→ **Page extract**:
########################################
# Healthy Fatty (Q-View)



## 13spicerub (Feb 11, 2009)

gorgeous day, so where i would sit and drink beer and makin a bacon wrapped, cheese stuffed, pork fatty. Instead im having vodka and club soda and turkey fatty.

1lb ground lean turkey
mushrooms, onions, garlic (lots of garlic, i love garlic)
Breakfast sausage seasoning


but i guess its not that healthy if i end up eating the whole thing myself.

sorry for the crappy cell phone pics. i lost my battery charger for my digicam






the final product to come a little later on


----------



## richoso1 (Feb 11, 2009)

Looks like a nice start. I'll be waiting for the final pics.


----------



## bassman (Feb 11, 2009)

You know that's gonna be good, don't you?


----------



## irishteabear (Feb 11, 2009)

Looking good so far.


----------



## grindstaff3 (Feb 11, 2009)

I don't think I've ever seen breakfast sausage seasoning.  I'll have to keep an eye out.  That fatty looks good,  I don't know if I could go without gooey cheese and greasy sausage. i'll see how you like it first ;)


----------



## txbbqman (Feb 11, 2009)

Looking good so far, can't wait to see the final results


----------



## cowgirl (Feb 11, 2009)

Looks great! I like your ingredient list...haven't tried turkey but it sounds good. :)


----------



## 13spicerub (Feb 11, 2009)

well this is my first fatty since the first frost here in the northeast.  i dont know if my rolling skills have depleted or i was just in a rush to get this thing on.  anyway, you wouldn't confuse it with regular pork fatty but it was still delish.


----------



## vegansbeware (Feb 11, 2009)

Looks Good! The Vodka Tonic sounds good too!


----------



## sumosmoke (Feb 11, 2009)

Definitely looks like it turned out pretty well. I was wondering if the turkey meat might be a tad dry but the pics speak for itself. Nice looking 1st fatty and congrats on the smoke!!


----------



## dacfan (Feb 11, 2009)

It looks good do you think bacon would of helped with juiciness and flavor very much?


----------



## 13spicerub (Feb 12, 2009)

that might be the dumbest question i've ever heard.  would bacon have helped?  thats like asking if oxygen would help you breathe.


----------



## chadtower (Feb 12, 2009)

Of course, it wouldn't help with the "healthy" goal of this particular fatty...


----------



## vlap (Feb 12, 2009)

Whats next Tofu fattie!!!


----------



## 13spicerub (Feb 12, 2009)
########################################
Excerpts from point annotation data:
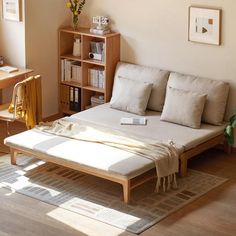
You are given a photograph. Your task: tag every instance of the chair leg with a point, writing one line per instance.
(8, 129)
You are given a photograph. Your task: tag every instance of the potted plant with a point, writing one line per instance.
(75, 7)
(229, 130)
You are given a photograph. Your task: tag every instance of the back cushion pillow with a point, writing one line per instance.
(154, 76)
(216, 91)
(131, 96)
(183, 107)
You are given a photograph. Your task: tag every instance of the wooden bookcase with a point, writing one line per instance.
(111, 57)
########################################
→ **Set tasks**:
1 – List the ingredients given in the first post of the turkey fatty thread.
2 – Carry the turkey fatty thread on past its final line.

→ **Answer list**:
1 – 1 lb ground lean turkey, mushrooms, onions, garlic, breakfast sausage seasoning

2 –
i saw soy "sausage" in a 1lb log in the produce section yesterday.  don't give me any ideas...


----------



## cigarbque (Feb 12, 2009)

13spice,

A healthy fatty in Bergen County? Sumthin' wrong there. You should be doing a meatball parm fatty with extra mozz covered in gravy.

Seriuosly looks great.


----------



## rw willy (Feb 12, 2009)

Turkey, like that idea.  Will try. Thanks


----------



## venture (Feb 13, 2009)

Somehow this just don't sound right.  Then again, I have made meatloaves with turkey sausage that turned out fine.  Healthy fatty.....healthy fatty....dam!


----------



## snowsmoker (Feb 13, 2009)

I go to that same spice shop!! I love them, and there spices are so fresh!


----------



## 13spicerub (Feb 13, 2009)

ouch.   you got me confused tho.  fortunately I don't fall into that stereotype. I pronounced all the letters in ricotta/mozzarella/capacola and its sauce, not gravy.


----------



## cigarbque (Feb 13, 2009)

Ben,

Please no offense meant. I work in Bergen County right around the corner from what what used as the "Bada Bing" and was just having fun. Sorry if it came off wrong.


----------



## 13spicerub (Feb 13, 2009)

i'm just jokin too.  i know exactly what you were talking about and love making fun of those people as well.


ahh fabulous Rt. 17, rush hour must be fun.


----------



## jerseyhunter (Feb 15, 2009)

Looks good, I've made a fattie out of Purdue turkey sausage logs, stuffed with mozzerella ,peppers and onions. Came out great. Just like a pizza but without the crust.


----------



## vlap (Feb 15, 2009)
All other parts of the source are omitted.